- _EXTRACT PROVIDED_:
============================================================

Medish: What we have talked about up to this point is largely our “Paul Revere“ role, which is issue spotting and consciousness raising, deliberation about legal solutions and legal challenges, to preserve our democratic operating system. But another level of our activity is state and local. And it is the part that I’m probably most excited about. It’s de Tocquevillian. We are really taking pages out of Robert Bellah’s “Habits of the Heart” — or Bob Putnam’s “Bowling Alone” — to learn how to restore a sense of civic engagement at the community level in America. We’re operating on the theory that this is the source of the strength of our society — the actions of ordinary citizens. We felt that it would be a mistake to leave this issue to high level debate about ancient statutes like the ECA, without getting down to the local level where our elections take place. We don’t really have national elections – we have elections in 50 states at the same time. We felt it very important to engage civic leaders, activists, concerned citizens in a discussion in their localities, and to bring some thinkers from around the country to compare notes. This is the core civic education side of Keep Our Republic. We’re small, so we chose states that politically you’d call purple, where there’s a lot of foment about how elections were being conducted — Pennsylvania, Wisconsin, Michigan. There are a few other states we’re looking at, including Georgia and Arizona. The events are anything from town hall meetings to fireside chats, to sessions with officials or ex-officials on what do you do if this scenario unfolds during your election? We rip case studies out of the headlines, things that have already happened in the country somewhere, whether it’s a power outage, a demonstration, an attempt to impede access to voting places. And then there is brainstorming: what are the legal remedies? How can how can things like that be dealt with to minimize risks? We had a couple of events across Pennsylvania, at Dickinson, and then at Franklin & Marshall in Lancaster. We had former Republican Governor of Pennsylvania Tom Corbett and David Thornburgh engaged. I know the names I’ve mentioned so far are former Democratic leaders, like Senator Wirth and Senator Hart and Congressman Dick Gephardt. But Ex-Governor Tom Ridge (R) is also involved, and this is a cross partisan effort.

McCarthy: There is concern about deliberate efforts to create doubt about election results through disinformation/misinformation. We also have election deniers, some of whom hold office in various localities. So how do organizations like Keep Our Republic work to address this?

============================================================

- _WHAT THE TASK ASKS_: Name every U.S. state mentioned in the interview excerpt. The lines that follow are separate material with no connection to the interview excerpt.

============================================================

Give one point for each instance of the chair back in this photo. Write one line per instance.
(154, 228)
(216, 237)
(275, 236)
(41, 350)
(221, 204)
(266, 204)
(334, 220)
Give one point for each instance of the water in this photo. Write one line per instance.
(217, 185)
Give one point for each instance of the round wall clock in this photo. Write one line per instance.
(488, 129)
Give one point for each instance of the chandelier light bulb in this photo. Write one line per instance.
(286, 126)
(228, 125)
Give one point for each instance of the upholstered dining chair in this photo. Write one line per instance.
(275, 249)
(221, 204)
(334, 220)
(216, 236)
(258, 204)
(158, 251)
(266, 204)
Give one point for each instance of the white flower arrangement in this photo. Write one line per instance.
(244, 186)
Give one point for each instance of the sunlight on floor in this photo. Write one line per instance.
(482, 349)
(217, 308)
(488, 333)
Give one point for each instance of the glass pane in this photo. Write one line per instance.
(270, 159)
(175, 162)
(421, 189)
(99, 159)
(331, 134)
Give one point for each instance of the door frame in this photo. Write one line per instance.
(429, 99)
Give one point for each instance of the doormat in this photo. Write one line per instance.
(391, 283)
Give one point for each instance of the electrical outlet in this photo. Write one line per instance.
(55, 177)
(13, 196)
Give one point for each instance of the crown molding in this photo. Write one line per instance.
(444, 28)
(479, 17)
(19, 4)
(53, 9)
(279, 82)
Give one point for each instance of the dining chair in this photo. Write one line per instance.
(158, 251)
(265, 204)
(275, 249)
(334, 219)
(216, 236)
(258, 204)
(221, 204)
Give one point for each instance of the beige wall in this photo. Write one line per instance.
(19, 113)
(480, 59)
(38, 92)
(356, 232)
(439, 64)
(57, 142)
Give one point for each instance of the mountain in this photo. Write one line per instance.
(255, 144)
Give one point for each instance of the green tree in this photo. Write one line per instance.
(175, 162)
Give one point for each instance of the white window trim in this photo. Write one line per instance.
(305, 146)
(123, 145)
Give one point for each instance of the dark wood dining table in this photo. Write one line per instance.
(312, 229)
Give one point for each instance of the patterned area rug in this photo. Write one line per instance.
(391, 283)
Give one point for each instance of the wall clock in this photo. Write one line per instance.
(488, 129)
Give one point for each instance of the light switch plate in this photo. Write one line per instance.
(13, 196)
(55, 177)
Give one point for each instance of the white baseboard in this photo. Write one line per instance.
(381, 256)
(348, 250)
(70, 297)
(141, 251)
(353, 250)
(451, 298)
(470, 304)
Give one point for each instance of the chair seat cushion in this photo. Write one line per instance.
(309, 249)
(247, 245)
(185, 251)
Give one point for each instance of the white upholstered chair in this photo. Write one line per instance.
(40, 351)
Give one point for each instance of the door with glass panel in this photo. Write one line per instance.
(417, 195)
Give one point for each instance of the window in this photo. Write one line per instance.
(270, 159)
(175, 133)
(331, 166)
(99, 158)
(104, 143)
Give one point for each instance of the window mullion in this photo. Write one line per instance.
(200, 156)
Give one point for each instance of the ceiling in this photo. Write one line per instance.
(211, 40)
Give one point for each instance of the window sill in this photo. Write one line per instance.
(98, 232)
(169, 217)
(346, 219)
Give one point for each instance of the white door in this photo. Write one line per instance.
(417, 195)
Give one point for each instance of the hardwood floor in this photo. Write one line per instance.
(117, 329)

============================================================

- _YOUR RESPONSE_: Pennsylvania, Wisconsin, Michigan, Georgia, Arizona